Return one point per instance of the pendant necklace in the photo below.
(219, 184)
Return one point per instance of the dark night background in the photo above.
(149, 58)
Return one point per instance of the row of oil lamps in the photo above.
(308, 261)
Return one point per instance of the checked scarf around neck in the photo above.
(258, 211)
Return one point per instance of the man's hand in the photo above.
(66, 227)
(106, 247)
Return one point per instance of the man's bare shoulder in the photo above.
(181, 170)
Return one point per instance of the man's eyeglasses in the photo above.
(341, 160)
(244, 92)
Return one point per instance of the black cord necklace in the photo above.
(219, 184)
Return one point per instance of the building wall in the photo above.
◆ ◆ ◆ ◆ ◆
Copy out all of the lines above again, requests included, and scale every point coordinate in the answers by 1.05, rounding each result to a whole number with halves going up.

Response to this task:
Return one point per instance of the pendant necklace in the photo below.
(230, 193)
Return one point per instance of the dark night background in the photo above.
(156, 61)
Return one point per instance of the row of oil lamps in the photo above.
(323, 274)
Return one point per instance of the checked scarf around neck in the photo above.
(271, 222)
Return one point per instance of the man's hand in the photo above.
(69, 238)
(111, 259)
Return one point per instance of the man's bare shoulder in the photo above.
(190, 179)
Return one point per instance of the man's eyeglasses in the photo above.
(358, 168)
(256, 97)
Return one point per instance of the black cord necklace in the photo above.
(230, 193)
Return one point per instance of the building wall in the photo above.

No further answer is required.